Region outline entries:
---

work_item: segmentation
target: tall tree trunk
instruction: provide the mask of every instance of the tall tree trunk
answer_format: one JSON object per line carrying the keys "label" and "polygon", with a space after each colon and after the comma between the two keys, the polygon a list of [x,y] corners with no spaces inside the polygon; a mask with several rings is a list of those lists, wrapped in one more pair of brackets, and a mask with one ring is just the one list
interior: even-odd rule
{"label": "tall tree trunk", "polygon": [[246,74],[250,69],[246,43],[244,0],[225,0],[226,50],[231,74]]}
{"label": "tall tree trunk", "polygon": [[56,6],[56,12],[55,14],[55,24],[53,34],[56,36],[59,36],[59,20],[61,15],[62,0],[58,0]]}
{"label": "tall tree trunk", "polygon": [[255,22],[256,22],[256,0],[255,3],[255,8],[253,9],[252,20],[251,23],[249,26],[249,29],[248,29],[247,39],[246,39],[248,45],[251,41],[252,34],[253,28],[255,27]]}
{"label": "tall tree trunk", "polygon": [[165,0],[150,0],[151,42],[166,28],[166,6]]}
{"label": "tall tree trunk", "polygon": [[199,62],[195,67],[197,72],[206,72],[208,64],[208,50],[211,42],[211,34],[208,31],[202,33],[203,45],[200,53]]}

---

Instruction
Can you write out the data from its first line through the line containing "instruction: provide the", swapping "tall tree trunk" for "tall tree stem" and keeping everything else unchanged?

Exercise output
work_item: segmentation
target: tall tree stem
instruction: provide the mask of every instance of the tall tree stem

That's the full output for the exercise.